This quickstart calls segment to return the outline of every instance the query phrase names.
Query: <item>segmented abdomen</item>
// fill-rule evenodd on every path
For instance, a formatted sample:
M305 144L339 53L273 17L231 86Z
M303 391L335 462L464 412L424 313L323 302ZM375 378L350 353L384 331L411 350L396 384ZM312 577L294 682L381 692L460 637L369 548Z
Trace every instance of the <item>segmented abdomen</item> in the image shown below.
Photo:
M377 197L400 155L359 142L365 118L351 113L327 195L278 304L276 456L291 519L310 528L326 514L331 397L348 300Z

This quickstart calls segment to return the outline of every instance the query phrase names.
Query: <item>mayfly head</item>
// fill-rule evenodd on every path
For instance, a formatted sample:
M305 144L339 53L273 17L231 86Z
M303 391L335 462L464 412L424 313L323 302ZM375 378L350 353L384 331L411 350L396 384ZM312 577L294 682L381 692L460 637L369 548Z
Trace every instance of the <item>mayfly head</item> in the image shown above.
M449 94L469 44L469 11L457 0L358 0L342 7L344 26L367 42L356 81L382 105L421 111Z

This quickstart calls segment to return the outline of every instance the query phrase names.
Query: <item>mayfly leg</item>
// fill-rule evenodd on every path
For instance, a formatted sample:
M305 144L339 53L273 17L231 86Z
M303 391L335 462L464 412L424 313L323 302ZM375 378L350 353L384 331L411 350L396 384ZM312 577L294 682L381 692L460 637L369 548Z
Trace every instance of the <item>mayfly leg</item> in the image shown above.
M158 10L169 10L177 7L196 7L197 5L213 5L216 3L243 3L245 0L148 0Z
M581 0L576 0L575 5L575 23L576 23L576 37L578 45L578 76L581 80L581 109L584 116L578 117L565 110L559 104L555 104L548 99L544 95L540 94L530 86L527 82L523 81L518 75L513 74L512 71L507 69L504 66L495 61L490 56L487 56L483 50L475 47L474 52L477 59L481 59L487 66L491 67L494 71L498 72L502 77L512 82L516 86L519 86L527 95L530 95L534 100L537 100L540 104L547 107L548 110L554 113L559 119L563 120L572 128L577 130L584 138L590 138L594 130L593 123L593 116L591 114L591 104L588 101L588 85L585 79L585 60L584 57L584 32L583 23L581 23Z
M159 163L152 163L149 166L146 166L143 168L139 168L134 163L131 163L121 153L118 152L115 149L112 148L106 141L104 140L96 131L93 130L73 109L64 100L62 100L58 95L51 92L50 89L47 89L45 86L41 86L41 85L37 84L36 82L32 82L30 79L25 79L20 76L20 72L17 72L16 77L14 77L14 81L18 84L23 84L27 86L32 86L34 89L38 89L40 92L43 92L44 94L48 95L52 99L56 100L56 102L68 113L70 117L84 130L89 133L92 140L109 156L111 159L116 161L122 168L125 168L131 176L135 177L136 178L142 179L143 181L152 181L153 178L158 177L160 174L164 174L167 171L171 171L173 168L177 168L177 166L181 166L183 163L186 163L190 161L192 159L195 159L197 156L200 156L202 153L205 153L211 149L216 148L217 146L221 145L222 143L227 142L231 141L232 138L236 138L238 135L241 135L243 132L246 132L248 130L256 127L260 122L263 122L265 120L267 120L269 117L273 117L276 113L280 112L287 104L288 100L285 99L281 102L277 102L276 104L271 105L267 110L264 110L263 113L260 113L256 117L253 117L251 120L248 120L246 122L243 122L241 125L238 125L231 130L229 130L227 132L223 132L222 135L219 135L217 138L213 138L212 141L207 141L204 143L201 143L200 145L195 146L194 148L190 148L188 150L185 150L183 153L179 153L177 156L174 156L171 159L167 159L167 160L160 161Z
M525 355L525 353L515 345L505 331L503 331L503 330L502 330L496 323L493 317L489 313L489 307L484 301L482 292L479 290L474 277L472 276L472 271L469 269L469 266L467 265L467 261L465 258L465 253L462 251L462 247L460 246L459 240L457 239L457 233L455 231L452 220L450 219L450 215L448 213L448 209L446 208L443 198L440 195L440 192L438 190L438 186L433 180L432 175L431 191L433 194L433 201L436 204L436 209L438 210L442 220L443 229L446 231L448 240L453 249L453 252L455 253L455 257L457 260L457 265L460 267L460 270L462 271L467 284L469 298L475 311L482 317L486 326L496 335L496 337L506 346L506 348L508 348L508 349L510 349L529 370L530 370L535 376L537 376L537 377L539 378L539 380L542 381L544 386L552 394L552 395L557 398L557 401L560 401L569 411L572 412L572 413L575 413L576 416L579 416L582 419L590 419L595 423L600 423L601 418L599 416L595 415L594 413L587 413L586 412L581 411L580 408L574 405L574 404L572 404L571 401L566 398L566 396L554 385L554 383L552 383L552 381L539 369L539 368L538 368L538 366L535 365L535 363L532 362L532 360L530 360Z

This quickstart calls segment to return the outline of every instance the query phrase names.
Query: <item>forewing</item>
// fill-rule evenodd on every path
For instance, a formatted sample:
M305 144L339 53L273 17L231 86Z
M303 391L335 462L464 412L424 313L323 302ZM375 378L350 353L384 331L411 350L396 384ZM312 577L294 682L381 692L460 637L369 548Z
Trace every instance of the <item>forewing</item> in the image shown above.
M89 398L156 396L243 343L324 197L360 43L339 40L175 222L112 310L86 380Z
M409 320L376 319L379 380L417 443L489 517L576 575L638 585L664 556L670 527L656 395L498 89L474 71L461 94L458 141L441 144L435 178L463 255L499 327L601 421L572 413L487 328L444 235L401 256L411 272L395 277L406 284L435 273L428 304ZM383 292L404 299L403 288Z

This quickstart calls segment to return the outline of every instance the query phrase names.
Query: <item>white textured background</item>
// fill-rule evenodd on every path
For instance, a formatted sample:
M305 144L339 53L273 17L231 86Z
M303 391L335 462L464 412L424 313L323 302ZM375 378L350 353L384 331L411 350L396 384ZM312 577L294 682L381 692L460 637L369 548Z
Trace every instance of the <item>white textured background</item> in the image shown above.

◆ ◆ ◆ ◆ ◆

Your task is to reproduce all of the records exactly.

This quickstart calls segment to return the outline of every instance the query phrase names.
Query: <item>segmented abdomen</item>
// fill-rule evenodd on every path
For instance, a formatted sample:
M305 144L339 53L273 17L231 86Z
M303 391L335 462L464 412L424 313L323 302ZM375 378L350 353L384 331L411 350L396 384ZM312 577L294 682L381 692L460 637L369 548Z
Trace every instance of the <item>segmented abdomen</item> in the image shown below.
Photo:
M377 197L400 155L359 142L365 118L351 113L327 195L278 304L276 456L291 519L310 528L326 514L331 397L348 300Z

This quickstart calls segment to return the outline of every instance the query phrase names.
Query: <item>mayfly head</item>
// fill-rule evenodd on every path
For instance, a formatted sample:
M305 144L339 53L273 17L231 86Z
M303 391L335 462L464 412L424 313L323 302ZM375 378L350 353L384 331L411 350L396 384ZM312 577L294 682L381 692L460 637L369 548Z
Trace every instance of the <item>mayfly head</item> in the image shown above.
M449 94L469 44L469 11L457 0L358 0L342 7L344 26L367 42L356 81L382 105L421 111Z

This quickstart calls segment to return the outline of every instance the query phrase names.
Query: <item>mayfly leg</item>
// fill-rule evenodd on every path
For instance, a formatted sample:
M305 144L339 53L273 17L231 86Z
M303 391L335 462L464 412L424 313L323 302ZM375 378L350 353L384 331L411 350L396 384ZM312 577L294 682L381 692L460 637L369 548Z
Trace every instance of the <item>mayfly leg</item> in the image shown above.
M158 10L169 10L177 7L196 7L197 5L213 5L216 3L243 3L245 0L148 0Z
M581 0L576 0L575 5L575 23L576 23L576 37L578 45L578 76L581 80L581 109L584 116L578 117L565 110L559 104L555 104L548 99L544 95L540 94L530 86L527 82L523 81L518 75L513 74L512 71L507 69L504 66L495 61L490 56L487 56L483 50L475 47L474 52L477 59L481 59L487 66L491 67L494 71L498 72L502 77L512 82L516 86L519 86L527 95L530 95L534 100L537 100L540 104L547 107L548 110L554 113L559 119L563 120L572 128L577 130L584 138L590 138L594 130L593 123L593 116L591 114L591 104L588 101L588 85L585 79L585 60L584 57L584 32L583 23L581 23Z
M159 163L152 163L149 166L146 166L143 168L139 168L134 163L131 163L121 153L118 152L115 149L112 148L106 141L104 140L96 131L93 130L73 109L64 100L62 100L58 95L51 92L50 89L47 89L45 86L41 86L41 85L37 84L36 82L32 82L30 79L25 79L20 76L20 72L17 72L16 77L14 77L14 81L18 84L23 84L27 86L32 86L34 89L38 89L40 92L43 92L44 94L48 95L52 99L56 100L56 102L68 113L70 117L84 130L89 133L92 140L109 156L111 159L116 161L122 168L125 168L131 176L135 177L136 178L142 179L143 181L152 181L153 178L158 177L160 174L164 174L167 171L171 171L173 168L177 168L177 166L181 166L183 163L186 163L190 161L192 159L195 159L197 156L200 156L202 153L205 153L211 149L216 148L217 146L221 145L222 143L227 142L231 141L232 138L236 138L238 135L241 135L243 132L246 132L248 130L256 127L260 122L263 122L265 120L267 120L269 117L273 117L276 113L280 112L287 104L288 100L285 99L281 102L277 102L276 104L271 105L267 110L264 110L263 113L260 113L256 117L253 117L251 120L248 120L246 122L243 122L241 125L238 125L231 130L229 130L227 132L223 132L222 135L219 135L217 138L213 138L212 141L207 141L204 143L201 143L200 145L195 146L194 148L190 148L188 150L185 150L183 153L179 153L177 156L174 156L171 159L167 159L167 160L160 161Z
M525 355L525 353L515 345L505 331L503 331L503 330L502 330L496 323L493 317L489 313L489 307L484 301L482 292L479 290L474 277L472 276L472 271L469 269L469 266L467 265L467 261L465 258L465 253L462 251L462 247L460 246L459 240L457 239L457 233L455 231L452 220L450 219L450 215L448 213L448 209L446 208L443 198L440 195L440 192L438 190L438 186L433 180L432 175L431 191L433 194L433 201L436 204L436 209L438 210L442 220L443 229L446 231L448 240L453 249L453 252L455 253L455 257L457 260L457 265L460 267L460 270L462 271L467 284L469 298L475 311L482 317L486 326L496 335L496 337L506 346L506 348L508 348L508 349L510 349L529 370L530 370L535 376L537 376L537 377L539 378L539 380L542 381L544 386L552 394L552 395L557 398L557 401L560 401L569 411L572 412L572 413L575 413L576 416L579 416L582 419L590 419L595 423L600 423L601 418L599 416L595 415L594 413L587 413L586 412L581 411L580 408L574 405L574 404L572 404L571 401L566 398L566 396L554 385L554 383L552 383L552 381L539 369L539 368L538 368L538 366L535 365L535 363L532 362L532 360L530 360Z

This quickstart calls segment to return the outline of every instance the query phrase names.
Query: <item>forewing</item>
// fill-rule evenodd on every path
For instance, a formatted sample:
M305 144L339 53L273 17L231 86Z
M303 391L335 462L464 412L424 313L323 302ZM375 378L350 353L384 331L411 350L396 384ZM312 577L294 682L381 692L460 637L369 548Z
Trace every instance of the <item>forewing</item> in the image shown above.
M89 398L156 396L243 343L324 197L360 43L339 40L175 222L112 310L86 380Z
M409 320L376 319L379 380L417 443L489 517L576 575L638 585L664 556L670 527L656 395L498 89L474 71L461 94L458 141L441 144L435 178L463 255L499 327L601 421L572 413L487 328L444 235L401 256L411 272L395 277L406 284L435 273L428 304ZM383 292L404 299L403 288Z

This quickstart calls segment to return the outline of every instance the query phrase names.
Query: <item>white textured background</item>
// fill-rule evenodd on every path
For instance, a formatted sample:
M305 144L339 53L273 17L231 86Z
M303 391L335 462L464 412L424 313L323 302ZM375 378L350 353L384 331L411 350L396 384ZM312 577L294 682L381 692L460 637L369 548Z
Trace every instance of the <item>white textured background</item> in the image shown above.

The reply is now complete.